PROVIDED INFORMATION:
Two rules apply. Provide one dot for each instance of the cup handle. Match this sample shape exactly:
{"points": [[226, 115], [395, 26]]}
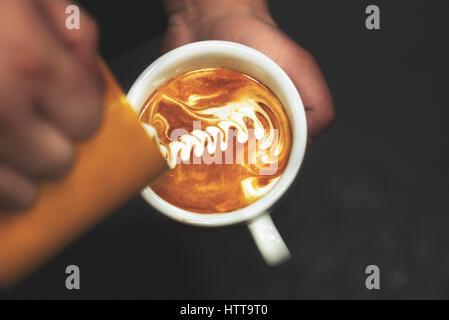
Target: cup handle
{"points": [[268, 240]]}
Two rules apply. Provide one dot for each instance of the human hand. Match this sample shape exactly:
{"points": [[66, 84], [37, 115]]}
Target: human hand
{"points": [[50, 94], [249, 22]]}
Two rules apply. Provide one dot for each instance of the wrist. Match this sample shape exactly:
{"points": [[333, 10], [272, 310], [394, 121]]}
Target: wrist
{"points": [[202, 12]]}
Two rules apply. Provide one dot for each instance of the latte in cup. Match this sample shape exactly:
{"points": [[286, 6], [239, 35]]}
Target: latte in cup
{"points": [[225, 135]]}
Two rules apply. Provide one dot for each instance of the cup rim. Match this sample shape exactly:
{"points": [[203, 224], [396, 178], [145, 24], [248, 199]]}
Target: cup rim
{"points": [[296, 117]]}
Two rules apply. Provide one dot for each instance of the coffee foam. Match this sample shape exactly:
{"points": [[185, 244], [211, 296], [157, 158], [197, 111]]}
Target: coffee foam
{"points": [[206, 115]]}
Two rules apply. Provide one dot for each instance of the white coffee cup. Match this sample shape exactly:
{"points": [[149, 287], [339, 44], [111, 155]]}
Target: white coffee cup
{"points": [[241, 58]]}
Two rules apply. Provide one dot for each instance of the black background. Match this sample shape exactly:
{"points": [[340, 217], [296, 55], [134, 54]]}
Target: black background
{"points": [[372, 190]]}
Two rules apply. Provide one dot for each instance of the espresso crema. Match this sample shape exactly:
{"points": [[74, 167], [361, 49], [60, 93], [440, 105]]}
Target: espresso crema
{"points": [[226, 137]]}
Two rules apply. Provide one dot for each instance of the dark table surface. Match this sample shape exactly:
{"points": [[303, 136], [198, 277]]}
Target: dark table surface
{"points": [[372, 190]]}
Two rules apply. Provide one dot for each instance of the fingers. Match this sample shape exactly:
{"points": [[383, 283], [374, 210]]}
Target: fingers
{"points": [[50, 96], [16, 191], [72, 97], [82, 42], [309, 80], [36, 149]]}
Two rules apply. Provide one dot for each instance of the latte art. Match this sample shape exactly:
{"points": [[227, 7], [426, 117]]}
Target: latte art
{"points": [[225, 136]]}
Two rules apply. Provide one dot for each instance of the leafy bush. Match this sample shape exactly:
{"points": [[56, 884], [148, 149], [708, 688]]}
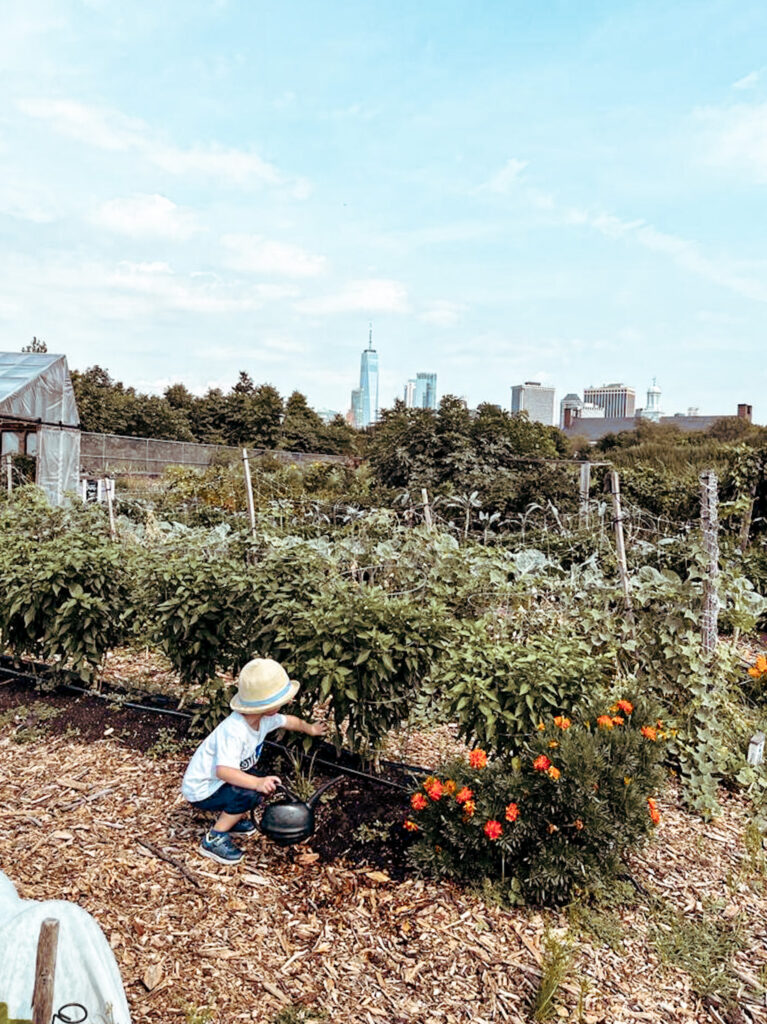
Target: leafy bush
{"points": [[555, 818]]}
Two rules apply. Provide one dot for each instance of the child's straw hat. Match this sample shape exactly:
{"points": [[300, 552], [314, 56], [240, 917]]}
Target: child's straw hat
{"points": [[262, 687]]}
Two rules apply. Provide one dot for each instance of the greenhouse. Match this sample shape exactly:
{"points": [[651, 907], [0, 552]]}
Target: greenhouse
{"points": [[39, 419]]}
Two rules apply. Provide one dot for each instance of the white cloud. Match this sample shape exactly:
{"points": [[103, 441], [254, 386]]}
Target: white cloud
{"points": [[502, 181], [111, 130], [146, 216], [736, 137], [257, 255], [442, 313], [372, 295], [748, 81]]}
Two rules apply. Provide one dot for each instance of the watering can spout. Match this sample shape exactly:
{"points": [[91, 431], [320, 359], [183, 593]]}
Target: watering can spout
{"points": [[317, 794]]}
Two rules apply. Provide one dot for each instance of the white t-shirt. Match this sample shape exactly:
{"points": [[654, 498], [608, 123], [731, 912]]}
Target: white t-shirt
{"points": [[231, 744]]}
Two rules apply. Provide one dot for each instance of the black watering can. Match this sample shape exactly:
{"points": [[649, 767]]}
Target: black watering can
{"points": [[291, 820]]}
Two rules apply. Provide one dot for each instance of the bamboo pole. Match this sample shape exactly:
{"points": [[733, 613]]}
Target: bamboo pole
{"points": [[45, 969], [427, 508], [621, 544], [249, 494], [710, 528]]}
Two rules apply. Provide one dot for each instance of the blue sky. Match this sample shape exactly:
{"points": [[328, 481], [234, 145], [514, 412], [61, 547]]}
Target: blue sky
{"points": [[568, 192]]}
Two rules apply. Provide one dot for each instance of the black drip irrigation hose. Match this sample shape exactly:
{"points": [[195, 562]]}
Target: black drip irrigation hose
{"points": [[351, 772]]}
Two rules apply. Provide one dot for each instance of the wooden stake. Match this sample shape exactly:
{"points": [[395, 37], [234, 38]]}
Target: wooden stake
{"points": [[113, 527], [249, 494], [45, 969], [710, 528], [583, 516], [621, 545], [427, 508]]}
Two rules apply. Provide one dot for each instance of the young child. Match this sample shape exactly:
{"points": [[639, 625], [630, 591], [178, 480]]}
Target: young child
{"points": [[221, 775]]}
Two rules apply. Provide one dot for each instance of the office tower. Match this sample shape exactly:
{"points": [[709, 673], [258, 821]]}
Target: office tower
{"points": [[618, 400], [426, 390], [365, 398], [535, 399]]}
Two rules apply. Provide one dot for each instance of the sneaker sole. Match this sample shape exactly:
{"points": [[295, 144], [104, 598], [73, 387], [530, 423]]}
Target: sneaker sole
{"points": [[215, 856]]}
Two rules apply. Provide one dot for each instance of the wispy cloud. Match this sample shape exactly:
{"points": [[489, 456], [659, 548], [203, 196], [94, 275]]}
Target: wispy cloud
{"points": [[254, 254], [146, 216], [114, 131], [503, 180], [371, 295]]}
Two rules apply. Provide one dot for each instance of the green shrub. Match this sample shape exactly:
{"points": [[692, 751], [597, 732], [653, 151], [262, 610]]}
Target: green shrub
{"points": [[564, 809]]}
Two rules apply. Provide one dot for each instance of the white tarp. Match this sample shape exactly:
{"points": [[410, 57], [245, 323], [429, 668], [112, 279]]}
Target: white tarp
{"points": [[35, 387], [86, 971]]}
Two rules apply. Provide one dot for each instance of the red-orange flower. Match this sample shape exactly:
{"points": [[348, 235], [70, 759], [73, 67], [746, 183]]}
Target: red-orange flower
{"points": [[493, 829], [418, 802], [477, 759], [435, 790]]}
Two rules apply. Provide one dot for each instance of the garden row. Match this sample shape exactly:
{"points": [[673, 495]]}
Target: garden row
{"points": [[387, 624]]}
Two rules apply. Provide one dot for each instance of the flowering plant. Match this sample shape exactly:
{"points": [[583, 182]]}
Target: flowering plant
{"points": [[540, 828]]}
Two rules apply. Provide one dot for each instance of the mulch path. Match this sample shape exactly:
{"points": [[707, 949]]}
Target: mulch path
{"points": [[338, 936]]}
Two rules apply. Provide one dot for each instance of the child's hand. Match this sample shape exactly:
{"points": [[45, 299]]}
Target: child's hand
{"points": [[268, 784]]}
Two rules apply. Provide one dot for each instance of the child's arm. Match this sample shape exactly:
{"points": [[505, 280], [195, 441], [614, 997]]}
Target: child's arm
{"points": [[310, 728], [261, 783]]}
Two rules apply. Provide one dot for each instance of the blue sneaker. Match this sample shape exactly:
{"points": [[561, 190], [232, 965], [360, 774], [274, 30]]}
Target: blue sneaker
{"points": [[219, 847], [244, 827]]}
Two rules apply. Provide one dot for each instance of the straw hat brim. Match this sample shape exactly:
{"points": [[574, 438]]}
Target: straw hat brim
{"points": [[237, 705]]}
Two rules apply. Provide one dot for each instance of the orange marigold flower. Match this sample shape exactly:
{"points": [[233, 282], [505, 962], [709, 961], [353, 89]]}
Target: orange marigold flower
{"points": [[477, 759], [512, 812], [435, 790], [493, 829]]}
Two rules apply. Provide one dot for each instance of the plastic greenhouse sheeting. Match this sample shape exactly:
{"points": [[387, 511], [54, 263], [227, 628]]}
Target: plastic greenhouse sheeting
{"points": [[86, 971], [36, 387]]}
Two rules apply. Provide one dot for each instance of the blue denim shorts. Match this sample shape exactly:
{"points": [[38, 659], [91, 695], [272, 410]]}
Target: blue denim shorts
{"points": [[230, 799]]}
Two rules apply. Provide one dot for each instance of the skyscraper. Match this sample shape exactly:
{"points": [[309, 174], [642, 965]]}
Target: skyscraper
{"points": [[618, 400], [535, 399], [426, 391], [365, 398]]}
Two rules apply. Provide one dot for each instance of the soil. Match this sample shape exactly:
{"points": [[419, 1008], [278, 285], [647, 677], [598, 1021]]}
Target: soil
{"points": [[358, 820]]}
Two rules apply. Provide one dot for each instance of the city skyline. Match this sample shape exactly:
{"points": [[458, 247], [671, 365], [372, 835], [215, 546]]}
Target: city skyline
{"points": [[549, 194]]}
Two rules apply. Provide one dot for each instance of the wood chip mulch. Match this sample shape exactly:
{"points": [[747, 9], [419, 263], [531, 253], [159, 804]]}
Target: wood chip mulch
{"points": [[284, 929]]}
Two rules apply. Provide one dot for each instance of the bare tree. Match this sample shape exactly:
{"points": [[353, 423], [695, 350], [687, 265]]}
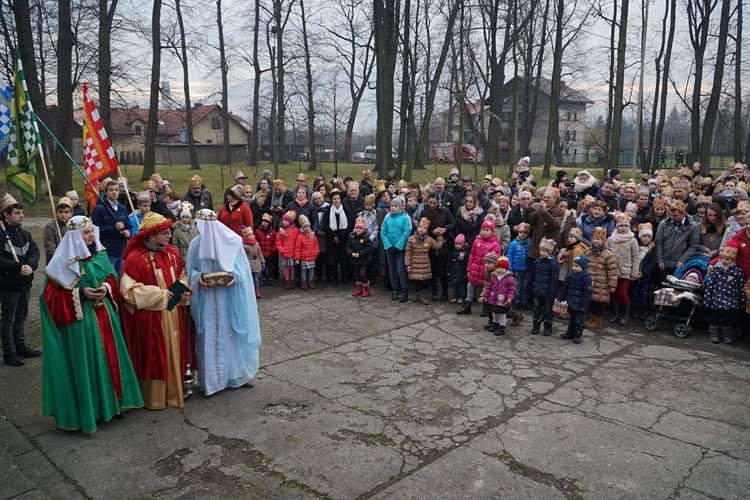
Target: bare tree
{"points": [[149, 155]]}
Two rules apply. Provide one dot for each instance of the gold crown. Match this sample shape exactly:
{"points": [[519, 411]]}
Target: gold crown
{"points": [[79, 222], [206, 214]]}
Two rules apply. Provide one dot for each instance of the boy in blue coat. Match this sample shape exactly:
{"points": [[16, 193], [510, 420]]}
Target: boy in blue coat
{"points": [[542, 286], [576, 290]]}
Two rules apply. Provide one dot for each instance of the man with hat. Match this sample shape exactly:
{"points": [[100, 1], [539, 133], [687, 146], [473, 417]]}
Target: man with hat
{"points": [[51, 238], [157, 337], [677, 239], [198, 195], [19, 259]]}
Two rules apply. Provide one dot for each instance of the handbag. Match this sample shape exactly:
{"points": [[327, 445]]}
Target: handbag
{"points": [[560, 307]]}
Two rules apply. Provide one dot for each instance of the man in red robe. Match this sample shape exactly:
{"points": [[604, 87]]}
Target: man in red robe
{"points": [[157, 338]]}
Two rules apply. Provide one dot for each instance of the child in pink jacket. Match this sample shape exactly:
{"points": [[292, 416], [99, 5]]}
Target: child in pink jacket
{"points": [[485, 243]]}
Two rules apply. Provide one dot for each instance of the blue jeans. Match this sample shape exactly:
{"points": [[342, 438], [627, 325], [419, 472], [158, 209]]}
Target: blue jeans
{"points": [[520, 277], [543, 309], [396, 269]]}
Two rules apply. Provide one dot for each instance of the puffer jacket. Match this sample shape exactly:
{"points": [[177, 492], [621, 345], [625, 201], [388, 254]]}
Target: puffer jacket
{"points": [[576, 290], [587, 224], [500, 289], [286, 245], [518, 255], [395, 230], [306, 247], [479, 249], [542, 281], [418, 256], [360, 244], [677, 242], [628, 257], [603, 272], [724, 288]]}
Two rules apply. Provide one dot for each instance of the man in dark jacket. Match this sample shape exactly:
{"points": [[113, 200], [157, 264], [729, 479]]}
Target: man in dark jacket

ASSIGNMENT: All lines in the listing above between the line with "Target: wrist" and the line with "of the leafy", inclusive, should be set down exactly, and no line outside that range.

YOUR RESPONSE:
Target: wrist
{"points": [[202, 12]]}
Two rules apply. Provide one dot for each instance of the latte in cup. Match this sample shape exactly:
{"points": [[286, 6], [239, 35]]}
Target: latte in cup
{"points": [[225, 135]]}
Two rules apply. Provide one dot for each instance of the cup rim. Match this sample shape exactly:
{"points": [[203, 224], [396, 178], [145, 24], [248, 199]]}
Target: cup rim
{"points": [[296, 117]]}
Two rules apply. Provide one dot for each instance of the coffee foam. Match this sample shape exactly:
{"points": [[185, 244], [211, 296], [157, 158], [197, 111]]}
Target: coffee foam
{"points": [[206, 115]]}
Two rules apply. Provide one dot for each instance of the white coffee cup. Match this sample shape exactly:
{"points": [[149, 287], [339, 44], [111, 155]]}
Target: white coffee cup
{"points": [[241, 58]]}
Two rules apply. Provide one dot for each instance of the black background. Match this sample shape exactly:
{"points": [[340, 217], [296, 55], [134, 54]]}
Target: black background
{"points": [[372, 190]]}
Two rules apply. Provide one dot for each instance of the espresso crema. Match this sample shape exactly:
{"points": [[74, 167], [361, 49], [60, 93], [440, 105]]}
Target: espresso crema
{"points": [[226, 137]]}
Two rules apply. Provide one dot for each instance of the dark table surface. Match this sample shape exactly:
{"points": [[303, 136], [198, 277]]}
Target: dark table surface
{"points": [[372, 190]]}
Two rules apply. Provide one dot for each instance of the fingers. Match this sample shape exactly:
{"points": [[383, 283], [374, 210]]}
Target: fingers
{"points": [[50, 96], [16, 191], [72, 97], [82, 42], [309, 80], [36, 149]]}
Two rules apply. Provide one dot for each instance of the latte art. Match this sample shape exactly:
{"points": [[227, 7], [426, 117]]}
Target: latte art
{"points": [[225, 136]]}
Two rules apply. Provide one dot for each instance of the leafy bush. Match this sample shape exactly:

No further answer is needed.